■ **How to complete this task**
The answer must consist only of the lines from the line with "[[769, 689], [650, 760], [797, 580], [440, 94]]" to the line with "Target: green foliage", both included, exactly as they stand below.

■ **Records from a data collection**
BEGIN

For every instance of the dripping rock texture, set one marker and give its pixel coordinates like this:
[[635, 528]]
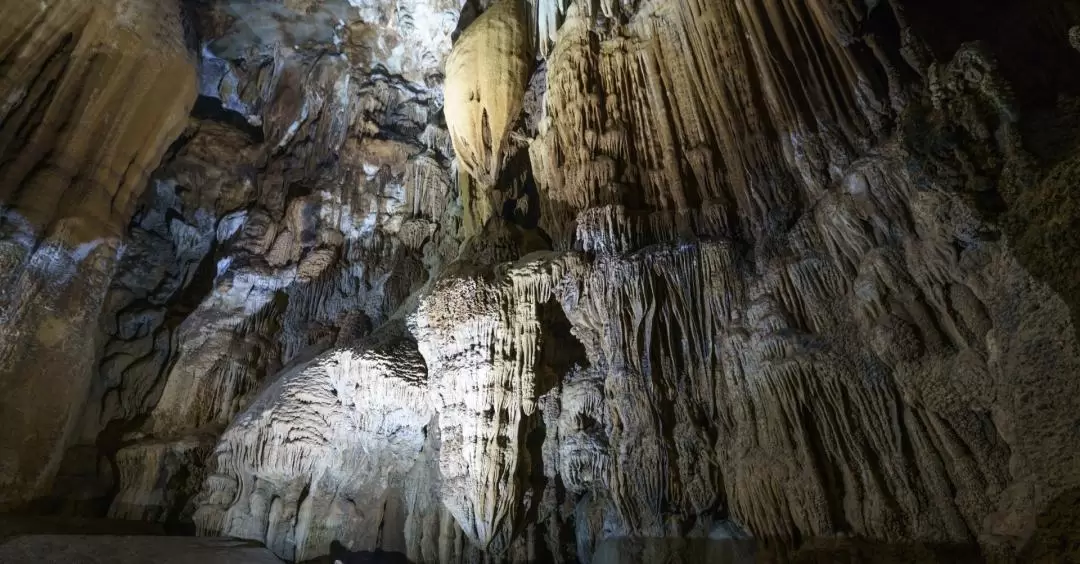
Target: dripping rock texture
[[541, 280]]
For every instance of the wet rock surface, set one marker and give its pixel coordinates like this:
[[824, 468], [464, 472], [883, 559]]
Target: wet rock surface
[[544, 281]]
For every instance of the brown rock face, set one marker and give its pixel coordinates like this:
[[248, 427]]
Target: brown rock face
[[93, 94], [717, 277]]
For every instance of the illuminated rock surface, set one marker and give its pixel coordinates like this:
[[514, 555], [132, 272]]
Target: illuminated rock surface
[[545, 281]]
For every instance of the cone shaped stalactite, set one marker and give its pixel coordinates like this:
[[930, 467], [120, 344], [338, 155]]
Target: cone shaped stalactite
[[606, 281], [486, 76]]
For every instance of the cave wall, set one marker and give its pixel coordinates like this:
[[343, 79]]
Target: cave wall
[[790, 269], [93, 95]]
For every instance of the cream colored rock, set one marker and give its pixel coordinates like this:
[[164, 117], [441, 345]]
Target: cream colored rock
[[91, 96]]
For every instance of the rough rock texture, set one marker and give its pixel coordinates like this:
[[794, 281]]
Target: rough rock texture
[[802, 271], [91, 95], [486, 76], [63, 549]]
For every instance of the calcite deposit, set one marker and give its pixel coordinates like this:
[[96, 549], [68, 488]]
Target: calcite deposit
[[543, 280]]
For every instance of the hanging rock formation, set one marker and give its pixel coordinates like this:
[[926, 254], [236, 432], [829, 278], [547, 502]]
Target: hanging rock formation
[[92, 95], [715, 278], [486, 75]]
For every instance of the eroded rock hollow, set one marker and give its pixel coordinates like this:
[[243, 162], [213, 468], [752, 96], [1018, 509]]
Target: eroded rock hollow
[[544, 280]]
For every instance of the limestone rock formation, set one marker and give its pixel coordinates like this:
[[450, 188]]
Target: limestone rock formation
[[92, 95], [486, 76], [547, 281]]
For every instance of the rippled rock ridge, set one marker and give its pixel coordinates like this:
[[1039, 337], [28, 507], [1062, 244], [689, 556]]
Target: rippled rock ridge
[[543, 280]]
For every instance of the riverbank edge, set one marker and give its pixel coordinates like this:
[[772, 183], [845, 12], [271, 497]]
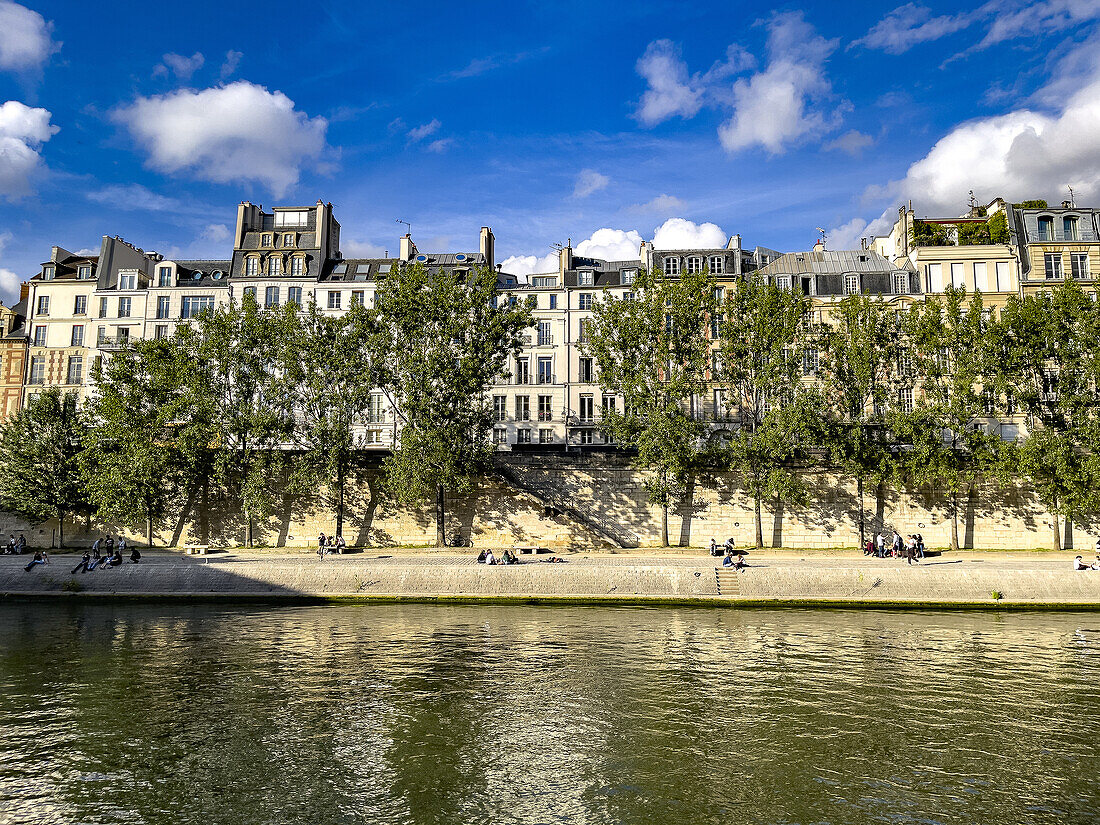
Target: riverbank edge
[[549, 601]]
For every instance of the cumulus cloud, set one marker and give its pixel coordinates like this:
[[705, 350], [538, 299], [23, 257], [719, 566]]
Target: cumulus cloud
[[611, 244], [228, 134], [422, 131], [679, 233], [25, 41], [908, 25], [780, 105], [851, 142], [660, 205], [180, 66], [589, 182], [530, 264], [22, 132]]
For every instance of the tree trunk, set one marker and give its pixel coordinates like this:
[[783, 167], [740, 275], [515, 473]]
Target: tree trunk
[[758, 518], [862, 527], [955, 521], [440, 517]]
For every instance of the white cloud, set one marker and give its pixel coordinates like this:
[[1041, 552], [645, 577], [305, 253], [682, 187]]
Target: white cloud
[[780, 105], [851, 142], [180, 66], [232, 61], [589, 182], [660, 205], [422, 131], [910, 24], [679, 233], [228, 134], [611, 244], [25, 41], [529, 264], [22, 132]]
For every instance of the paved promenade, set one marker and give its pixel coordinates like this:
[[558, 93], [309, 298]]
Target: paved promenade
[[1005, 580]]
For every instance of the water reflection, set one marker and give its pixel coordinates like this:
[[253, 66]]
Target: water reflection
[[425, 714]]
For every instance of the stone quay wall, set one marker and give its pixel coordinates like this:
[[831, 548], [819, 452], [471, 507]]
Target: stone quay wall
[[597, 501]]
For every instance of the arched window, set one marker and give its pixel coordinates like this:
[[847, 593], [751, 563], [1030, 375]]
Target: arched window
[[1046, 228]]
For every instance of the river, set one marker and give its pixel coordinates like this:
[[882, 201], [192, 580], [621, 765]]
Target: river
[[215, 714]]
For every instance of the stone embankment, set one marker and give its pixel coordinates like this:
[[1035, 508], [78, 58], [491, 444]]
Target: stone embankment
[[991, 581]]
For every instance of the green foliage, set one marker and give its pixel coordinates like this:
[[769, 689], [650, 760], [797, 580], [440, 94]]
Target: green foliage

END
BEGIN

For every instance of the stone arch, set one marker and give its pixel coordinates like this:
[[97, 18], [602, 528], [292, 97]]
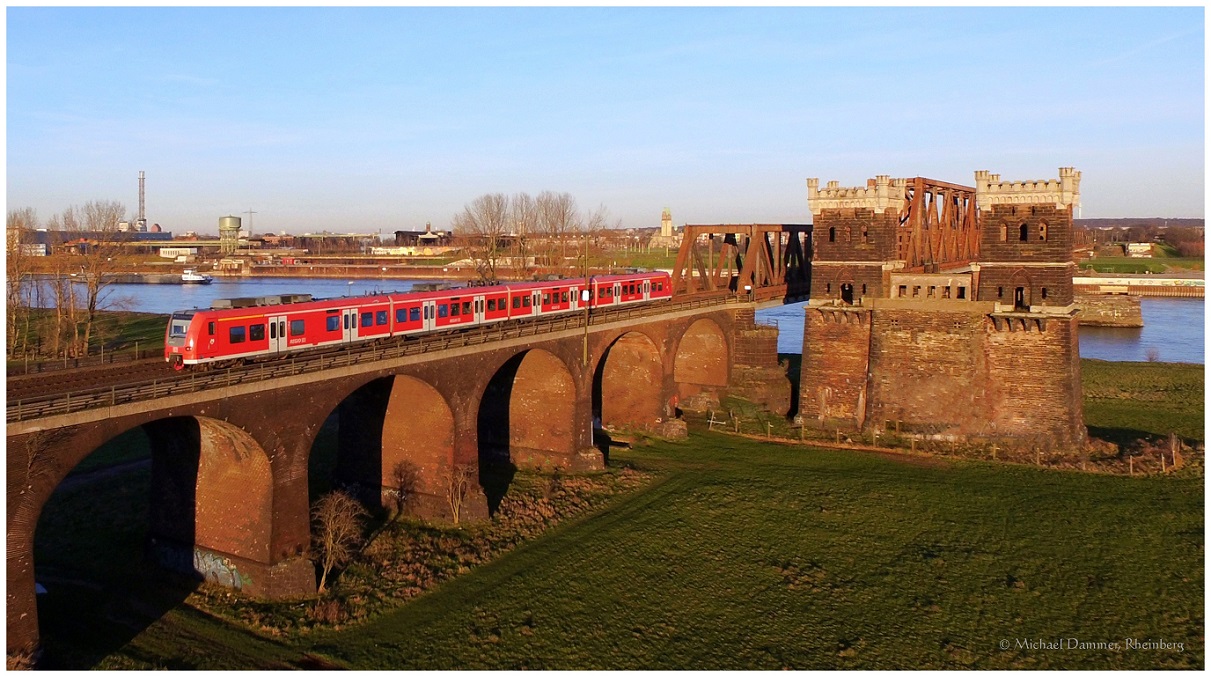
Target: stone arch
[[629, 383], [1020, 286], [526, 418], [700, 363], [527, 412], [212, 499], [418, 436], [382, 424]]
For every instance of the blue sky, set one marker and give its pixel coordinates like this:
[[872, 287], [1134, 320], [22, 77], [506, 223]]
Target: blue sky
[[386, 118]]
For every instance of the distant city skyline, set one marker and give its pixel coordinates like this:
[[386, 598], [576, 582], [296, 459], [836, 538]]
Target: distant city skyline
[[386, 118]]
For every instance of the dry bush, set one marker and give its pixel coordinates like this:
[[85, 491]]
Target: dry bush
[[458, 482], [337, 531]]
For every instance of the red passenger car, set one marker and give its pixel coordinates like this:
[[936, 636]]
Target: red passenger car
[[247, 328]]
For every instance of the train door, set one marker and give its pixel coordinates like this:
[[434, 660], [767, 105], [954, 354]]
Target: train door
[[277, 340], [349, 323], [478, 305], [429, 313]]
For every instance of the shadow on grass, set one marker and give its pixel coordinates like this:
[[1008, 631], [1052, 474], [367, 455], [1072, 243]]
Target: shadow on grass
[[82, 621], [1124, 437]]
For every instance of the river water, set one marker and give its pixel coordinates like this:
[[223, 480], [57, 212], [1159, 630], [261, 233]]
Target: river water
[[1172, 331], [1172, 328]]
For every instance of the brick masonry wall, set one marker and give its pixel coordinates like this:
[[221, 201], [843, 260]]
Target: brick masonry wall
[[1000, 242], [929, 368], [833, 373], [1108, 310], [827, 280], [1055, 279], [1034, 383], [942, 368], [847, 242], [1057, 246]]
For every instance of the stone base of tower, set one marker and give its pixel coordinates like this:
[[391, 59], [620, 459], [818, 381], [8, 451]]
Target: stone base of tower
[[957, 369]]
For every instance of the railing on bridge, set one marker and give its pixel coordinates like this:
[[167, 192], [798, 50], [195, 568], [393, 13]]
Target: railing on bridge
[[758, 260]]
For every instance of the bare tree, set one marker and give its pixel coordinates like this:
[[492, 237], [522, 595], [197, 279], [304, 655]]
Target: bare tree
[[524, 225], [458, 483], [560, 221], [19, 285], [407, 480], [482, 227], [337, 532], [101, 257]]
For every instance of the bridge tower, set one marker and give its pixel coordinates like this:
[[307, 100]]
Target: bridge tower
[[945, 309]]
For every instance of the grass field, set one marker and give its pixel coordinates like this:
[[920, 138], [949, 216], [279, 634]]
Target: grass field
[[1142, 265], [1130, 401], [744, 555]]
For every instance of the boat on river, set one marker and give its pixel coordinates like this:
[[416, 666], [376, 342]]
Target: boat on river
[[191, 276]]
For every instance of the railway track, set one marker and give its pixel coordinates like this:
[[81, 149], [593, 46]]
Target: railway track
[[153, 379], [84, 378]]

END

■ **Result of this exercise**
[[769, 689], [650, 760], [797, 580], [440, 94]]
Target: green foliage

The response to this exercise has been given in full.